Text excerpt:

The network is searching for a new crop of hopeful hoofers for season two, to begin sometime later this year.

Cheap recognition

Has-beens are hot because they’re “cheap, compared to big current stars, and they provide instant name recognition,” said Mary Desjardins, associate professor of film and television studies at Dartmouth College, via e-mail.

Hulk Hogan

“They bring a presold quality to the project, so that it doesn’t need to be tested slowly while audience loyalty builds and new stars develop, as with more traditional productions.”

And this is important, Desjardins said, at a time when the entertainment industry is increasingly obsessed with instant hits.

Because reality series are inexpensive to produce, and shorter in cycle than fictional shows (generally six episodes instead of 13), if a show flops, it’s no biggie. There’s another one waiting in the wings.

Which helps to explain “Hogan Knows Best” on VH1, in which hairy ex-wrestler Hulk Hogan is revealed as just another puzzled patriarch wondering if it’s OK to let a 22-year-old college guy take his 16-year-old daughter on her first date. The show’s July 10 debut set a network record, drawing 2.7 million viewers.

The aforesaid Griffin, her second-banana-to-Brooke-Shields career revived by playing herself on “The Surreal Life,” has a new series, “Life on the D-List,” starting Aug. 3 on Bravo.

Holding on to fame

Kathy Griffin

Celebrity recycling is so big that some personalities are being snatched from the compost pile before they’ve barely registered with the public. July 25 saw the premiere of “Kill Reality” on E!, featuring cast members from “The Survivor,” “The Bachelor,” “The Amazing Race” and such, attempting to act.

And consider “Apprentice” diva Omarosa Manigault-Stallworth, who has managed to parlay five minutes of Trump-bestowed fame into appearances on 10 shows – among them “Fear Factor,” “Girlfriends” and the soap opera “Passions” – plus a Burger King commercial.

She’s starring on the fifth season of VH1’s “The Surreal Life,” in which six members of the washed-up, the burned-out, the coulda-beens and the hope-to-be’s set up housekeeping while the cameras roll.

Omarosa is living up to her witchy reputation. Upon meeting surprisingly grabby housemate Bronson Pinchot, best known for playing Balki in the 1980s sitcom hit “Perfect Strangers,” she blurted, “Whoa, dude gained lots of weight.”

When another housemate, baseball’s steroidal ex-slugger Jose Canseco, said he could beat her at something, she accused him of threatening to beat her up.

And she seems destined for a showdown with Dickinson, who nastily observed, “When I first saw Omarosa, I thought it was Rick James.”

But weep not for Omarosa. In a summer that has seen the recycling of both Pauly Shore (“Minding the Store” on TBS) and Howie Mandel (“Hidden Howie: The Private Life of a Public Nuisance” debuts next month on Bravo), she’s holding her own.

Look for her next month on two Bravo shows.

She’ll play cards on “Celebrity Poker Showdown.” And she’ll provide commentary for something called, so help us, “Battle of the Network Reality Stars.”

Information provided:
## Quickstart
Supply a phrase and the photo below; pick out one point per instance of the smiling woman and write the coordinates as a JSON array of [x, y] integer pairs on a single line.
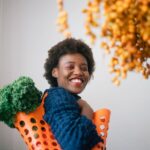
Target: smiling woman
[[68, 69]]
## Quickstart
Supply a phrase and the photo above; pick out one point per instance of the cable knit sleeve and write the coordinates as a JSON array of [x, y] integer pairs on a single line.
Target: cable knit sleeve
[[72, 130]]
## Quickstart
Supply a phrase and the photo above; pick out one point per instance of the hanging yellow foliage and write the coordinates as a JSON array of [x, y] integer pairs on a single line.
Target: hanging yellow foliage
[[126, 27]]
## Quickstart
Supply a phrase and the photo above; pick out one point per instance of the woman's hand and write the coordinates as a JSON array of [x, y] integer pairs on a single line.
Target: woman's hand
[[86, 109]]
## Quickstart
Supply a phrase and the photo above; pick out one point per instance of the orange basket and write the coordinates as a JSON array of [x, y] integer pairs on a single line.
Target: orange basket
[[37, 133]]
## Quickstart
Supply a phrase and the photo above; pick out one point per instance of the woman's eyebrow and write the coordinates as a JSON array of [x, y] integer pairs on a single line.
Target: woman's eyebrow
[[72, 62]]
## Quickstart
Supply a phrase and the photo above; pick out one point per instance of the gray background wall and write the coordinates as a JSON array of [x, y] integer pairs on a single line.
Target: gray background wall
[[28, 30]]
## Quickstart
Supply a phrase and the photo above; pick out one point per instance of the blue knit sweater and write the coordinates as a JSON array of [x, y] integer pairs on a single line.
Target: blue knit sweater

Exercise 1:
Answer these from the reality-TV article:
(a) What position does Mary Desjardins hold?
(b) How many viewers did the debut of "Hogan Knows Best" draw?
(c) On which show will Omarosa play cards?
Exercise 2:
Copy the stretch of the reality-TV article from "But weep not" through "two Bravo shows.", word for word.

Task result 1:
(a) Associate professor of film and television studies at Dartmouth College.
(b) 2.7 million.
(c) "Celebrity Poker Showdown."

Task result 2:
But weep not for Omarosa. In a summer that has seen the recycling of both Pauly Shore (“Minding the Store” on TBS) and Howie Mandel (“Hidden Howie: The Private Life of a Public Nuisance” debuts next month on Bravo), she’s holding her own.

Look for her next month on two Bravo shows.